* _DATA EXCERPTS_:
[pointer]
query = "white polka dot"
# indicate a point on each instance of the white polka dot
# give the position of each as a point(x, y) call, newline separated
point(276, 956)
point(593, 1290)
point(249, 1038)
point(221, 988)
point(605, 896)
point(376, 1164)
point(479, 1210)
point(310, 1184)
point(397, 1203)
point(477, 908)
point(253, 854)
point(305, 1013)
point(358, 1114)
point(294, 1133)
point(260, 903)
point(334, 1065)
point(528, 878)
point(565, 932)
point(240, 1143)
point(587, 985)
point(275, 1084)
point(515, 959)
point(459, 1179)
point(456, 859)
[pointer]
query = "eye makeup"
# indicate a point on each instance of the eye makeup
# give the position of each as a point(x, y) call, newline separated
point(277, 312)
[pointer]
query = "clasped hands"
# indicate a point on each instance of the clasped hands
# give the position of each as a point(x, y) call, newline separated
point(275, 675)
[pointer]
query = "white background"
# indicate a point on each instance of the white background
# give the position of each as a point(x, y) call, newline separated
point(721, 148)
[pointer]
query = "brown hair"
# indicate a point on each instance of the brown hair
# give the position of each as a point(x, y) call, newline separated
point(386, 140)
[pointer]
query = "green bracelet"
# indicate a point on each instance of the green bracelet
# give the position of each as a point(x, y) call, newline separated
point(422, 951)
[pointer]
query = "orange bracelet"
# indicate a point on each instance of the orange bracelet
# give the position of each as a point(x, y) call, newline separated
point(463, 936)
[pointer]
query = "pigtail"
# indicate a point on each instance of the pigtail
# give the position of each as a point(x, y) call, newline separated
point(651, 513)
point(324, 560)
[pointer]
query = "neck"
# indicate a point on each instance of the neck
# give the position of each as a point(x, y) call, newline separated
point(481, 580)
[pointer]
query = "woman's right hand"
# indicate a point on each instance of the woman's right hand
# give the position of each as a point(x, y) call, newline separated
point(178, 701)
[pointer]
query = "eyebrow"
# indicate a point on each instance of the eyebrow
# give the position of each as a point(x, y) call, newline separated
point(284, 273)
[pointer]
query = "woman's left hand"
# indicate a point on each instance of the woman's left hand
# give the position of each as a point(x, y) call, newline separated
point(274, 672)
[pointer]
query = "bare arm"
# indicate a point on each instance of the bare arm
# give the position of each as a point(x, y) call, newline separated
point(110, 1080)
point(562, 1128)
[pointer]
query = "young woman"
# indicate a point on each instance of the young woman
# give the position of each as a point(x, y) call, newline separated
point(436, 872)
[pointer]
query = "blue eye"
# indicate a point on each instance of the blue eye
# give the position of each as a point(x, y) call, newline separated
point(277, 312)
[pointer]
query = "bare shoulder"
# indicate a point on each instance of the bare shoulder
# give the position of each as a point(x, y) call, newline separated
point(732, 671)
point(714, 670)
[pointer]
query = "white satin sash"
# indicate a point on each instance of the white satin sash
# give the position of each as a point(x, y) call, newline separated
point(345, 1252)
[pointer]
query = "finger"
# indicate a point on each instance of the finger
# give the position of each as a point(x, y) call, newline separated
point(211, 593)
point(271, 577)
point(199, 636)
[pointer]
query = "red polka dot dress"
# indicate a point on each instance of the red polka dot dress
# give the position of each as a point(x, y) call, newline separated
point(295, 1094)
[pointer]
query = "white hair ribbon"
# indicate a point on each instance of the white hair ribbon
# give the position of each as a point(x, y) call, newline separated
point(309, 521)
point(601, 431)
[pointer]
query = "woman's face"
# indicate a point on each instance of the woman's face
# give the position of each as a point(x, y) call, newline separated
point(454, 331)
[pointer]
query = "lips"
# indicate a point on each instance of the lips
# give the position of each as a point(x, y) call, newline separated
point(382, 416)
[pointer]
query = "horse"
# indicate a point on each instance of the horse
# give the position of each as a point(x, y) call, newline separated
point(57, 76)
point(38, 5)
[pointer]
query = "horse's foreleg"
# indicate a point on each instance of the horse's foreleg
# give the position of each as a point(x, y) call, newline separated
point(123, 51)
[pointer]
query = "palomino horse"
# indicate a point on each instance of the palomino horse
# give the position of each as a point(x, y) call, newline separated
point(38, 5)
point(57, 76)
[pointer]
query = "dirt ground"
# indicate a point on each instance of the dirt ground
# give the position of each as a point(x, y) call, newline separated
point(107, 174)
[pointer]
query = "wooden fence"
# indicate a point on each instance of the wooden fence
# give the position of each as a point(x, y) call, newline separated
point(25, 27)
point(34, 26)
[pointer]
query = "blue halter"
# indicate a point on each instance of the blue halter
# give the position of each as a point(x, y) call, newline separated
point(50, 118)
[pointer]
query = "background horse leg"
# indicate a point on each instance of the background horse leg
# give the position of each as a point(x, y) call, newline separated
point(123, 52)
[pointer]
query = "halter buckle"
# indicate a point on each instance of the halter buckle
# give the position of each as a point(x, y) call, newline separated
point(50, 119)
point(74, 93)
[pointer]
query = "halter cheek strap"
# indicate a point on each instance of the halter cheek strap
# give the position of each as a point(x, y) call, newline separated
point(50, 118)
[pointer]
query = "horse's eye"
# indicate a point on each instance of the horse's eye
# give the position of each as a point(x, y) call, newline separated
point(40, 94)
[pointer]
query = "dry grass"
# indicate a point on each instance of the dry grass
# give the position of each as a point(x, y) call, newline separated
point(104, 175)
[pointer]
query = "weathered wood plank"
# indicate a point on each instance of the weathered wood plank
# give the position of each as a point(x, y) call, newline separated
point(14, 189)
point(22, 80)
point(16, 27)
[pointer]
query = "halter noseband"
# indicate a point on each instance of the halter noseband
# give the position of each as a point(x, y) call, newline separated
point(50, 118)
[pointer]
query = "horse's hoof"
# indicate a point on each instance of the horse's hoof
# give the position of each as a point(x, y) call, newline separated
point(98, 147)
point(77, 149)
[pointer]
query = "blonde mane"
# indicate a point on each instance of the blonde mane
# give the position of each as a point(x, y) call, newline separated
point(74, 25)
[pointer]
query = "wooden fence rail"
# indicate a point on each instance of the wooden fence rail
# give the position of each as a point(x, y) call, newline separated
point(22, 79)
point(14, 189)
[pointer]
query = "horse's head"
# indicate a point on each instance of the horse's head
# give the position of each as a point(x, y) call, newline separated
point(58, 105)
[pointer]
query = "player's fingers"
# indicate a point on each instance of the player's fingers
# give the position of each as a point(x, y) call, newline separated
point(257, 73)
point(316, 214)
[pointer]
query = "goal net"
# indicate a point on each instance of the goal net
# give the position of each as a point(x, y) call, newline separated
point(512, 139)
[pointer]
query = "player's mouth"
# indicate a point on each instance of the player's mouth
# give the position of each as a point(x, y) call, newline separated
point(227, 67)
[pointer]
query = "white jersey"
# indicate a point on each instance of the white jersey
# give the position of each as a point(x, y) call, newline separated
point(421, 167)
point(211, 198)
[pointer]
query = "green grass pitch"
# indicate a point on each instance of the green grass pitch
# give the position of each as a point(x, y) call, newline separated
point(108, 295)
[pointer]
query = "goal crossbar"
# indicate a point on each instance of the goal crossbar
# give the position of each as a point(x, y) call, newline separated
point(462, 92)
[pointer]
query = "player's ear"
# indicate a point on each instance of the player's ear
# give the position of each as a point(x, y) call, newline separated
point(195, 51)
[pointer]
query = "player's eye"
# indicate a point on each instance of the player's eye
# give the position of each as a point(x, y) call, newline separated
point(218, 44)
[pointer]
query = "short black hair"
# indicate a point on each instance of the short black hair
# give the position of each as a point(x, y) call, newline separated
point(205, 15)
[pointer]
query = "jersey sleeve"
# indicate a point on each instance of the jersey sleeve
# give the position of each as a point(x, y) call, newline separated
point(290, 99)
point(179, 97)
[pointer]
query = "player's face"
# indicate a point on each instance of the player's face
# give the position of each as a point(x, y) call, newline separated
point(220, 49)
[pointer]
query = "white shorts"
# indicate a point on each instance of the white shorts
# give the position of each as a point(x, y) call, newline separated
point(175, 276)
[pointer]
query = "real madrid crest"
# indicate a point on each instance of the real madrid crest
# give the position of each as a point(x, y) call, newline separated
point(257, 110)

* _WHAT TO WORK ON_:
Your answer must be a copy of every line in the data above that holds the string "pitch".

* _ANSWER BOX_:
query = "green grass pitch"
# indicate a point on each instance of the green grass pitch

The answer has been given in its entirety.